| Point-per-instance localization data |
[Start of section]

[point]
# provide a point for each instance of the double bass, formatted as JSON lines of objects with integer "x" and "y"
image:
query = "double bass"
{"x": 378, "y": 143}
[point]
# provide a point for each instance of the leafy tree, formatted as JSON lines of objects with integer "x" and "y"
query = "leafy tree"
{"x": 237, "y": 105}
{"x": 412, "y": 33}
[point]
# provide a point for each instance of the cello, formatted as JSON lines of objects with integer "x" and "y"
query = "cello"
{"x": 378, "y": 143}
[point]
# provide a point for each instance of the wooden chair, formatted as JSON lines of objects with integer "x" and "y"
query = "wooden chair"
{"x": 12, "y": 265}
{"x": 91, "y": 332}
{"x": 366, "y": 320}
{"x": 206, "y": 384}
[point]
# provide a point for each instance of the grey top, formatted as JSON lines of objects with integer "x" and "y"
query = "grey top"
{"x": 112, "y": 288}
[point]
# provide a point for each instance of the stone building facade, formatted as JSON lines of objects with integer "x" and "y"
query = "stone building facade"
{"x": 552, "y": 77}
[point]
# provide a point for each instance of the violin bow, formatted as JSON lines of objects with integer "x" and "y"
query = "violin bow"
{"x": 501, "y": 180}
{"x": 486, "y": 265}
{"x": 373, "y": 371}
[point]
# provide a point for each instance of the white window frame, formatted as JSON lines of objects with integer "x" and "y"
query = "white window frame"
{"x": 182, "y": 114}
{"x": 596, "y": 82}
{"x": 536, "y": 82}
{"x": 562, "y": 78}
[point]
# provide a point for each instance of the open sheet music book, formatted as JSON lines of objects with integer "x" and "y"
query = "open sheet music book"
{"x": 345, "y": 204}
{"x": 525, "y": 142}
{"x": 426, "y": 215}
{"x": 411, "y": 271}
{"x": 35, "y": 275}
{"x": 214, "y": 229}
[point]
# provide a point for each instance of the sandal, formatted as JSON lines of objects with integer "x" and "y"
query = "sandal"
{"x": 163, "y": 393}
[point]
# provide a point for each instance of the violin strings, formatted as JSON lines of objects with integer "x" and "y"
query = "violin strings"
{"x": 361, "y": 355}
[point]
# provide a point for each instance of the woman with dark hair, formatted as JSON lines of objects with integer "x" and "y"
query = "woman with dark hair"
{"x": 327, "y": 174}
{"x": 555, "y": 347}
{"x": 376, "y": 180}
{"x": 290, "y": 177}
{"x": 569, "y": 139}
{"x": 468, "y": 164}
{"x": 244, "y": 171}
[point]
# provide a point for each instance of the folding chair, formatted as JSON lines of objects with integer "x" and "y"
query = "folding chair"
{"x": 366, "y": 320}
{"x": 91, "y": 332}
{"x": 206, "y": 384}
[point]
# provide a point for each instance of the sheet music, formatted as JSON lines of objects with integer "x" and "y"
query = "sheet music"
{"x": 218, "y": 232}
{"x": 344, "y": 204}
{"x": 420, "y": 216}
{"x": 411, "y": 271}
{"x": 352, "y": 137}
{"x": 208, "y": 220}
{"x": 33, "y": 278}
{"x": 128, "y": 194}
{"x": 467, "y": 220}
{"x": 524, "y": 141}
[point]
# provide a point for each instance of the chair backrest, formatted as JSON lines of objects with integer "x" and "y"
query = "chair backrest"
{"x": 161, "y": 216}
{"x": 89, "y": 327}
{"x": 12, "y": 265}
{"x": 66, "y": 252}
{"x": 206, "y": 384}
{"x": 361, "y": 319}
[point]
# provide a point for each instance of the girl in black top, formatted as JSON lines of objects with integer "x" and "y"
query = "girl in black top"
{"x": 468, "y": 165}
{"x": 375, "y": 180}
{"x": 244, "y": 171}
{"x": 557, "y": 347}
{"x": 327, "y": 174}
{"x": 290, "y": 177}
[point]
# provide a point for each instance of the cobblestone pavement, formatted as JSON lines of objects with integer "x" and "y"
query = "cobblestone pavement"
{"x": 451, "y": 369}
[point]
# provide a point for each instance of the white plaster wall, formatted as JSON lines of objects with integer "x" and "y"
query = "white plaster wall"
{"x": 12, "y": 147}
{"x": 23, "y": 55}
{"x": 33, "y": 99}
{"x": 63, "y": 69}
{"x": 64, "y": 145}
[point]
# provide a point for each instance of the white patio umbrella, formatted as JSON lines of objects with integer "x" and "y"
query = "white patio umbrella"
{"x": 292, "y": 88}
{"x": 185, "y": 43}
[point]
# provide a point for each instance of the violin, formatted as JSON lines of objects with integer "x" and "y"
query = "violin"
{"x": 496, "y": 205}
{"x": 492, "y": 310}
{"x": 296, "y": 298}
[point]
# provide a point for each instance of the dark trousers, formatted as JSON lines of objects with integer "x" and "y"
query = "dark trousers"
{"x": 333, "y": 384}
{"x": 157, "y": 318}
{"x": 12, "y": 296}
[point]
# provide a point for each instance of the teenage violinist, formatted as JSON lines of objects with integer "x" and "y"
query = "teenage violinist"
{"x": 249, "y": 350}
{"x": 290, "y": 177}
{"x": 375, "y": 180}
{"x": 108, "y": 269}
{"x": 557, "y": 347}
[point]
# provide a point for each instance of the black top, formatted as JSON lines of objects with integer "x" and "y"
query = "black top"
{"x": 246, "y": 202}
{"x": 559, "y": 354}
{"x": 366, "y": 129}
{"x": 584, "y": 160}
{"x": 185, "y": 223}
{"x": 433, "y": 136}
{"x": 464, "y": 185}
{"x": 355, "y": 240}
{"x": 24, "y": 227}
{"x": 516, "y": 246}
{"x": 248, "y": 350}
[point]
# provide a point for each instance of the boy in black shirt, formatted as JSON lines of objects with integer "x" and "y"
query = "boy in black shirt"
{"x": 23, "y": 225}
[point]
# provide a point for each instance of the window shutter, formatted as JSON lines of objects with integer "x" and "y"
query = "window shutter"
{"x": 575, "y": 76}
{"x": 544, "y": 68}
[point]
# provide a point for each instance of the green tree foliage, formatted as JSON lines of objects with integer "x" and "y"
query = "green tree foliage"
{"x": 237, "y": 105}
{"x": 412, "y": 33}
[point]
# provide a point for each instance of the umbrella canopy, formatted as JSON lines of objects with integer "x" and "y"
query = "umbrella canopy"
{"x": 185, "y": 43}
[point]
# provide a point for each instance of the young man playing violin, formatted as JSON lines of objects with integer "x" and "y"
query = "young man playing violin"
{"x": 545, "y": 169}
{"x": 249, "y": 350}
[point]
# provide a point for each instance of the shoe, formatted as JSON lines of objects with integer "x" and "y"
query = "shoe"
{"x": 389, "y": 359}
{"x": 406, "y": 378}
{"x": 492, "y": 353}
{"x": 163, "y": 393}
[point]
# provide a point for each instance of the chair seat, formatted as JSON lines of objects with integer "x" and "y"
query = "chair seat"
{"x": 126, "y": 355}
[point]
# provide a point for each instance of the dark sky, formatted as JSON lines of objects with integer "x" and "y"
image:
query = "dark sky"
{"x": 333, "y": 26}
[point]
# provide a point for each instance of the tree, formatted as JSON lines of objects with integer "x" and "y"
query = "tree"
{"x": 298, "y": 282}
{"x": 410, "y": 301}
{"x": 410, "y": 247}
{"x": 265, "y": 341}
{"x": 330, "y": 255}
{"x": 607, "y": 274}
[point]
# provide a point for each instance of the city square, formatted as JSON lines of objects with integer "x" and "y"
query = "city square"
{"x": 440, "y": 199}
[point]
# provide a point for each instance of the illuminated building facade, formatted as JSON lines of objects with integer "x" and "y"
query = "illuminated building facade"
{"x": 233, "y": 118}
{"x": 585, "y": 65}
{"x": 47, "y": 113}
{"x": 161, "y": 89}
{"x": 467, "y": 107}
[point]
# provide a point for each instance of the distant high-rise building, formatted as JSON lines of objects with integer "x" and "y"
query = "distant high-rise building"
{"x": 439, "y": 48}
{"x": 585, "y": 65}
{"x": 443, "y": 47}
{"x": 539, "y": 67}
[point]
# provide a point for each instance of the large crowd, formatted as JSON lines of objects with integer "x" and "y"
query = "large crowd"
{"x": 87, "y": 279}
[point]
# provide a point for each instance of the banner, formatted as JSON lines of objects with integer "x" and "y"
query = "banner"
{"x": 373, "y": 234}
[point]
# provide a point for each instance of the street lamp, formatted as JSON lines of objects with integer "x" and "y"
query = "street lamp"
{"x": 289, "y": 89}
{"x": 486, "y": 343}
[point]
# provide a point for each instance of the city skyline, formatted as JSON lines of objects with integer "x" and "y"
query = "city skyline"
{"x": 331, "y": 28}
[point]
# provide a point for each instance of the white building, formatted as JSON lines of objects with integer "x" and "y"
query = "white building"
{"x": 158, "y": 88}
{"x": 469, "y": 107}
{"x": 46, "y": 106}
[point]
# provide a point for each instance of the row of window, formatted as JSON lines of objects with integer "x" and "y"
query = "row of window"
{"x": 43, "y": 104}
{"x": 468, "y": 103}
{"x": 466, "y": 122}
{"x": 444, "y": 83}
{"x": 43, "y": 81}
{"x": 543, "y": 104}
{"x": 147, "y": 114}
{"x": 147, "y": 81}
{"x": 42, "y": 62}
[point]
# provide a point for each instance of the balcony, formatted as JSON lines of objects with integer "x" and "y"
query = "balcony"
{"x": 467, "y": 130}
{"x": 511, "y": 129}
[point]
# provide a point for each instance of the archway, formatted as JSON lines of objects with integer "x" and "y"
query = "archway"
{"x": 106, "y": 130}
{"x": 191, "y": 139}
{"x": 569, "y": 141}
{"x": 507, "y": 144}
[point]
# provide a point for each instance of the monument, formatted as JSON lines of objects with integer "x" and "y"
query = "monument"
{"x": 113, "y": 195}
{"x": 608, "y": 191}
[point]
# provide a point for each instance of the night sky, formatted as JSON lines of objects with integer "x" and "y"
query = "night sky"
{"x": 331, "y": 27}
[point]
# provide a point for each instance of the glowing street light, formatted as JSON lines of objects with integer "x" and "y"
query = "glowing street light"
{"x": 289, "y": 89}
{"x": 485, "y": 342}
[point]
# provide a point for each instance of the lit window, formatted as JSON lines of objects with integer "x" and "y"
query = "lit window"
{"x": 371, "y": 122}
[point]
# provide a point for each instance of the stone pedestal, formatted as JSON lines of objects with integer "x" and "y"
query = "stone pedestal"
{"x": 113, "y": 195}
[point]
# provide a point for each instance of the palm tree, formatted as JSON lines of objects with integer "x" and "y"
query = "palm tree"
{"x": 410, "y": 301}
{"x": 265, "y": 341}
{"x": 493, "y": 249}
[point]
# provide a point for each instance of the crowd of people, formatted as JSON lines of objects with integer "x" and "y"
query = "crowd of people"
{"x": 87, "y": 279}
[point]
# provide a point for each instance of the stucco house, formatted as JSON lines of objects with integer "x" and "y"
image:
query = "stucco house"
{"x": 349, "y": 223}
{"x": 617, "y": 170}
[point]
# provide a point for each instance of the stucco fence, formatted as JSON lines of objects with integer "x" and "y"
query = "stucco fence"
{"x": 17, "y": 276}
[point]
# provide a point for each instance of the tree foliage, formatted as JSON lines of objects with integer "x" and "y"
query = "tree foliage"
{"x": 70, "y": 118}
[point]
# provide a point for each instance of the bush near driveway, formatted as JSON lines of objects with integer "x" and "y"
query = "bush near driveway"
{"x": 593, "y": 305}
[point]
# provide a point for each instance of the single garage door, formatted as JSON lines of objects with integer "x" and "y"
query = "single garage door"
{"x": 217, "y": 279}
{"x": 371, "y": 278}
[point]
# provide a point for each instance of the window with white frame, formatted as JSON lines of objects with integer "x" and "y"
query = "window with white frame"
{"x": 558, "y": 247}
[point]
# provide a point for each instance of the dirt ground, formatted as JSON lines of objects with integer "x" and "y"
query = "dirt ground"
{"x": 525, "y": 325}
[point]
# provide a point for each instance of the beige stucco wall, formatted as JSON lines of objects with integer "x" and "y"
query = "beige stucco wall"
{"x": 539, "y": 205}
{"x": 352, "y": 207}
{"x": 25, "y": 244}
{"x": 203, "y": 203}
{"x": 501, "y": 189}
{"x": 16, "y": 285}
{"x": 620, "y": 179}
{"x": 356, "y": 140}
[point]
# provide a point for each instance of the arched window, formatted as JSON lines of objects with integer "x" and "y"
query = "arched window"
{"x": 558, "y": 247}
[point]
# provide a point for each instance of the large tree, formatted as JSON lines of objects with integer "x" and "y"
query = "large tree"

[End of section]

Up to and including the line with "# provide a point for each instance of the white window", repeat the entries exactly, beginning at their first line.

| Result for this task |
[point]
# provide a point for each instance of the double bass, formatted as JSON lines of objects with integer "x" and "y"
image:
query = "double bass"
{"x": 378, "y": 143}
[point]
# provide a point for each instance of the leafy tree, formatted as JSON lines of objects with integer "x" and "y"
query = "leafy tree"
{"x": 237, "y": 105}
{"x": 412, "y": 33}
[point]
# provide a point for each instance of the cello, formatted as JSON lines of objects with integer "x" and "y"
query = "cello"
{"x": 378, "y": 143}
[point]
# provide a point for each instance of the wooden chair, formatted as JSON lines of objects with integer "x" and "y"
query = "wooden chair"
{"x": 12, "y": 265}
{"x": 91, "y": 332}
{"x": 366, "y": 320}
{"x": 206, "y": 384}
[point]
# provide a point for each instance of the grey top, formatted as JSON lines of objects with integer "x" and "y"
query = "grey top"
{"x": 112, "y": 288}
[point]
# provide a point for each instance of the stone building facade, formatted as JSON lines of objects with integer "x" and "y"
query = "stone building facade"
{"x": 552, "y": 77}
[point]
# provide a point for each instance of the violin bow, formatted as JSON lines of objects with integer "x" and "y"
query = "violin bow"
{"x": 501, "y": 180}
{"x": 486, "y": 265}
{"x": 373, "y": 371}
[point]
# provide a point for each instance of the white window frame, formatted as JSON lines of objects with integer "x" and "y"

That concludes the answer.